__Extract__
“A person always exceeds and resists the limits of a story about them...”
—Catherine Lacey, Biography of X
When the angels came to my mother, they were not, as might be expected, wielding flaming swords to avenge all wounds. Mostly, they were singing show tunes.
In her last few years she lived alone near my brother and his family in a house of which every surface had become a canvas for her self-expression. An antique bookshelf held cookbooks, stuffed animals, a styrofoam mannequin head in sunglasses, and assorted vases and charms; a kewpie doll wore WWII pilot goggles on its head and a political button on its dress; a life-sized cardboard stand-up of Eddie Fisher stood in the corner drinking a Coke. My grandmother’s china kept counsel with Japanese lacquerware (from when my stepfather was stationed on Okinawa), Native American-themed posters and rugs (from decades in the Southwest), and a steamer trunk full of our childhood school papers. She would write her opinions on news clippings and stick them on the fridge between family photos.
Growing up, we always opened our gifts under a Christmas tree topped with a Star of David. In later years that display shrank to a small cross and star on a silver chain around her neck—not a statement of creeds (she distrusted organized religion) but another expression of her multitudes.
When she started going deaf, it was the world that had to bend. Instead of getting hearing aids, she taped a sign next to the front door in her graceful script, “Doorbell Broken!” When begged to see reason, she blamed us all for whispering.
Phone conversations were possible because she could max out the volume. When I called from across the country, the radio was usually blaring some angry voice that incited her outrage. She’d rail against a wide range of villains, past and present—most reliably Hitler and “that man, your father.” She couldn’t sleep some nights, fretting that her ex-husband would get off “scot-free” for old transgressions and God might forgive Nazis.
“Even if they’re truly sorry for what they did?” I’d ask.
“I don’t care if they’re sorry. I want them to be punished!”
By then she was yelling directly at God as I stretched out my phone arm to spare my mortal ear.
Worried about her living alone after an illness in which she’d lain in pain for days before anyone knew, two of my brothers stealthily rigged up her house with motion sensors that allowed them to keep vigil from apps on their computers. Luckily, she never found out that her worst suspicions had come true: she was being surveilled.
Above the talk-show hosts peddling conspiracies at top volume, she began to hear other voices.
First, there was a voice that just said “Hello?” as if a neighbor had popped their head in to see if anyone was at home. She matter-of-factly named it the Hello Voice.
Another would call her name in a questioning tone, as if through the kitchen wall.
She’d pad to the front door in her slippers and check to see it was still locked. It was easy enough to confirm that nobody was peering in the window above the kitchen sink, too. She’d describe these experiences with the good-humored bafflement of somebody who found it weird and funny to hear disembodied voices—somebody, that is, who was not completely out of her mind—but pleas to visit a neurologist fell on deaf ears.
My younger brother on why he couldn’t let her babysit the kids anymore: “Because she can’t hear people who are in the room, and she hears people who are not in the room.”

__Supplied information__
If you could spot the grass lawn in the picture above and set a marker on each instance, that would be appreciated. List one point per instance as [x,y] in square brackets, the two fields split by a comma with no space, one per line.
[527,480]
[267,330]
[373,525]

__Task description__
Rewrite the memoir piece about the mother from "In her last" down to "between family photos.", replacing "steamer trunk" with "cedar chest".

__Solution below__
In her last few years she lived alone near my brother and his family in a house of which every surface had become a canvas for her self-expression. An antique bookshelf held cookbooks, stuffed animals, a styrofoam mannequin head in sunglasses, and assorted vases and charms; a kewpie doll wore WWII pilot goggles on its head and a political button on its dress; a life-sized cardboard stand-up of Eddie Fisher stood in the corner drinking a Coke. My grandmother’s china kept counsel with Japanese lacquerware (from when my stepfather was stationed on Okinawa), Native American-themed posters and rugs (from decades in the Southwest), and a cedar chest full of our childhood school papers. She would write her opinions on news clippings and stick them on the fridge between family photos.